__Task__:
Return each line of the listing that contains the word "leaning".

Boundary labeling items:

-- -- --

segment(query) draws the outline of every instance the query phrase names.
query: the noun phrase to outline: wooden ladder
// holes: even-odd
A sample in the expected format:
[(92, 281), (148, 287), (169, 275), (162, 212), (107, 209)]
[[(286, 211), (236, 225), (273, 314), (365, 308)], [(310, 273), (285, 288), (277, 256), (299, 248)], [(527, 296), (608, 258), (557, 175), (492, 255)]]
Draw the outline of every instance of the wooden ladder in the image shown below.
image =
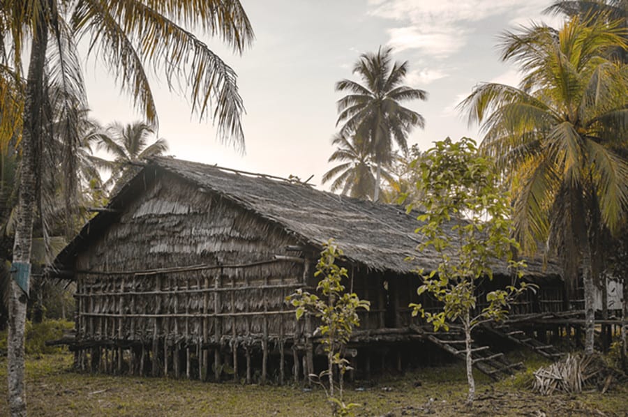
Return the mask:
[(540, 340), (528, 336), (523, 331), (515, 328), (508, 324), (500, 324), (498, 327), (486, 324), (482, 328), (503, 339), (527, 347), (548, 359), (554, 361), (563, 355), (562, 352), (556, 349), (553, 344), (543, 343)]
[[(451, 354), (458, 359), (465, 360), (464, 334), (458, 329), (450, 328), (447, 332), (432, 331), (431, 326), (410, 326), (410, 328), (438, 347)], [(504, 354), (494, 352), (488, 346), (471, 345), (473, 367), (494, 380), (513, 374), (513, 370), (522, 369), (523, 363), (511, 363)]]

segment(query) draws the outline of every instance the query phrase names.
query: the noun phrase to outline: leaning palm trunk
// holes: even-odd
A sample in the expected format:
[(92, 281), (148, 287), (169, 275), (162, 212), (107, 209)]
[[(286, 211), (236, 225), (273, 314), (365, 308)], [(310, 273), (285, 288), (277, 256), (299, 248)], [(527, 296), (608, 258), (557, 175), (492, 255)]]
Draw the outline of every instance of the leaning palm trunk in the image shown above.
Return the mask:
[(588, 241), (583, 245), (582, 281), (585, 298), (585, 354), (592, 355), (595, 340), (595, 285), (591, 273), (591, 252)]
[[(17, 199), (17, 224), (13, 242), (13, 262), (29, 264), (33, 238), (35, 204), (36, 163), (34, 144), (41, 135), (41, 103), (43, 96), (43, 72), (47, 47), (47, 28), (40, 25), (33, 36), (22, 138), (22, 162), (20, 195)], [(26, 416), (24, 381), (24, 336), (27, 296), (15, 280), (9, 296), (8, 344), (8, 400), (10, 415)]]
[(624, 275), (623, 286), (623, 308), (622, 314), (622, 362), (625, 370), (628, 370), (628, 277)]
[(380, 199), (380, 183), (382, 181), (382, 165), (377, 164), (377, 175), (375, 178), (375, 187), (373, 192), (373, 201), (377, 202)]
[(467, 382), (469, 384), (469, 393), (467, 395), (467, 404), (469, 405), (472, 404), (473, 401), (475, 400), (475, 379), (473, 378), (473, 357), (471, 355), (473, 347), (472, 346), (472, 341), (471, 339), (470, 321), (469, 312), (468, 311), (465, 314), (464, 328)]

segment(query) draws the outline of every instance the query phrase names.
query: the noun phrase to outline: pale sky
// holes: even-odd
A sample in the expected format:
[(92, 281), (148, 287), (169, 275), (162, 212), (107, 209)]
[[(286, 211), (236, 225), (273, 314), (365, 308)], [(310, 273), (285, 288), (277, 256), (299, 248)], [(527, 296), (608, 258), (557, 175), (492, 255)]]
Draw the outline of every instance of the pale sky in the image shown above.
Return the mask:
[[(426, 90), (427, 101), (407, 104), (426, 119), (408, 144), (421, 150), (449, 136), (479, 141), (477, 126), (454, 107), (477, 83), (516, 85), (514, 67), (500, 62), (498, 37), (530, 21), (555, 25), (541, 12), (552, 0), (241, 0), (255, 40), (241, 56), (197, 33), (238, 75), (246, 114), (246, 153), (216, 139), (211, 121), (190, 116), (185, 97), (155, 79), (159, 136), (181, 159), (270, 174), (296, 175), (320, 186), (333, 165), (337, 131), (334, 84), (351, 73), (360, 54), (391, 45), (408, 61), (407, 84)], [(96, 61), (84, 63), (92, 116), (101, 123), (140, 118), (130, 99)], [(327, 188), (327, 184), (321, 188)]]

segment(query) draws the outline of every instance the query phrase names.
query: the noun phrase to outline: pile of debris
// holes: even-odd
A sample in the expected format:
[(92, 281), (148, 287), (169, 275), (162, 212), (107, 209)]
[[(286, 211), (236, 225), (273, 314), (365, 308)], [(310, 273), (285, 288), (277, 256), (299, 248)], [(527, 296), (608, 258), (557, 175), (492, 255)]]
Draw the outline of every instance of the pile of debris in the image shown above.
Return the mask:
[(532, 389), (544, 395), (554, 391), (578, 393), (587, 386), (604, 393), (613, 381), (625, 378), (618, 370), (608, 367), (601, 356), (580, 354), (568, 354), (562, 361), (541, 367), (534, 374)]

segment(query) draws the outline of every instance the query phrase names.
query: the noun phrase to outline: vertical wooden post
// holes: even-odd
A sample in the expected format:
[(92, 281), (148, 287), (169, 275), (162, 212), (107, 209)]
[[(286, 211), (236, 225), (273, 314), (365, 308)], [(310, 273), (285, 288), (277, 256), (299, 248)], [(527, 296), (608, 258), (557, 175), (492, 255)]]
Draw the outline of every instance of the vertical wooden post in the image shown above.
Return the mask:
[[(204, 274), (206, 273), (203, 273)], [(199, 287), (200, 287), (200, 280), (199, 280)], [(205, 276), (204, 281), (203, 289), (209, 288), (209, 278)], [(207, 342), (209, 339), (209, 317), (207, 317), (207, 310), (209, 304), (209, 293), (205, 291), (203, 292), (203, 344), (204, 349), (202, 349), (203, 361), (202, 361), (202, 372), (201, 372), (201, 380), (206, 381), (207, 379), (207, 368), (209, 364), (209, 348), (207, 347)]]
[[(377, 314), (379, 319), (377, 320), (378, 328), (384, 328), (386, 327), (386, 298), (384, 294), (384, 281), (386, 277), (382, 273), (380, 278), (380, 289), (377, 291), (377, 310), (380, 312)], [(389, 285), (390, 282), (388, 283)]]
[[(279, 283), (282, 285), (283, 285), (283, 275), (281, 275)], [(285, 299), (285, 289), (283, 287), (281, 288), (281, 297), (279, 298), (279, 311), (281, 312), (281, 314), (279, 314), (279, 385), (283, 385), (283, 379), (285, 374), (285, 354), (283, 351), (283, 321), (285, 318), (285, 316), (283, 314), (283, 307), (285, 304), (284, 301)]]
[(314, 343), (312, 342), (312, 336), (314, 333), (312, 325), (312, 317), (309, 313), (306, 314), (306, 335), (307, 342), (306, 343), (306, 358), (307, 359), (308, 385), (312, 384), (312, 374), (314, 373)]
[[(159, 294), (161, 292), (161, 275), (159, 274), (155, 277), (155, 291), (157, 293), (155, 295), (156, 298), (155, 314), (158, 314), (161, 312), (161, 294)], [(155, 317), (154, 326), (153, 328), (153, 370), (151, 373), (153, 377), (157, 377), (159, 374), (159, 318)]]
[(294, 377), (294, 384), (299, 384), (299, 351), (297, 349), (297, 339), (292, 344), (292, 374)]
[[(172, 282), (169, 275), (165, 276), (165, 288), (170, 290), (172, 287)], [(170, 304), (168, 300), (170, 296), (166, 296), (163, 301), (163, 314), (165, 317), (163, 318), (163, 376), (168, 376), (168, 354), (170, 353), (170, 347), (168, 346), (168, 337), (170, 334)], [(175, 338), (177, 335), (175, 335)]]
[[(303, 283), (307, 285), (308, 279), (310, 278), (310, 268), (311, 267), (312, 260), (306, 257), (304, 261), (303, 266)], [(314, 344), (312, 342), (313, 329), (312, 328), (312, 317), (310, 314), (306, 314), (306, 363), (304, 364), (304, 373), (306, 374), (308, 385), (312, 385), (312, 377), (311, 374), (314, 373)]]
[(190, 351), (190, 278), (186, 278), (186, 377), (188, 379), (192, 379), (190, 367), (192, 366)]
[(222, 312), (223, 309), (220, 305), (220, 296), (218, 289), (220, 287), (220, 278), (223, 275), (223, 268), (220, 268), (219, 273), (216, 274), (214, 281), (214, 287), (216, 290), (214, 292), (214, 339), (216, 341), (216, 350), (214, 351), (214, 378), (216, 381), (220, 380), (220, 338), (222, 338), (222, 323), (220, 322), (220, 317), (218, 315)]
[[(130, 285), (130, 291), (135, 292), (135, 289), (137, 288), (137, 285), (135, 285), (135, 277), (133, 275), (133, 278), (130, 279), (131, 285)], [(135, 374), (135, 367), (136, 362), (137, 358), (136, 349), (135, 348), (135, 318), (133, 317), (133, 314), (135, 314), (135, 298), (137, 296), (133, 294), (130, 296), (130, 300), (129, 300), (128, 303), (128, 311), (129, 314), (131, 314), (131, 317), (128, 319), (128, 326), (129, 326), (129, 340), (132, 343), (131, 349), (130, 349), (130, 363), (129, 365), (129, 370), (130, 371), (130, 374)]]
[(244, 346), (244, 356), (246, 358), (246, 384), (251, 384), (251, 350), (248, 345)]
[[(248, 287), (247, 270), (244, 270), (242, 273), (244, 275), (244, 287)], [(244, 300), (244, 311), (248, 313), (251, 311), (251, 297), (243, 297), (243, 298)], [(244, 344), (244, 355), (246, 359), (246, 384), (251, 384), (251, 349), (248, 344), (251, 340), (251, 316), (247, 314), (245, 320), (246, 321), (246, 342)]]
[(124, 277), (120, 280), (120, 301), (118, 305), (120, 317), (118, 319), (118, 374), (122, 373), (122, 327), (126, 318), (124, 317)]
[[(173, 354), (172, 363), (174, 367), (174, 377), (181, 377), (181, 352), (179, 346), (181, 342), (179, 339), (179, 277), (174, 275), (174, 353)], [(187, 294), (186, 294), (187, 296)]]
[(231, 274), (231, 349), (233, 354), (233, 379), (237, 381), (238, 377), (238, 340), (237, 340), (237, 329), (236, 328), (237, 321), (236, 317), (236, 305), (235, 305), (235, 287), (236, 287), (236, 273), (234, 271)]
[[(260, 268), (261, 269), (261, 268)], [(262, 298), (264, 299), (264, 335), (262, 339), (262, 384), (266, 384), (268, 372), (268, 275), (264, 275), (264, 287)]]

-- -- --

__Written answer__:
query: the noun phrase to outline: leaning palm trunk
Draw the outline of every instance of the leaning palm trunk in the image shown above.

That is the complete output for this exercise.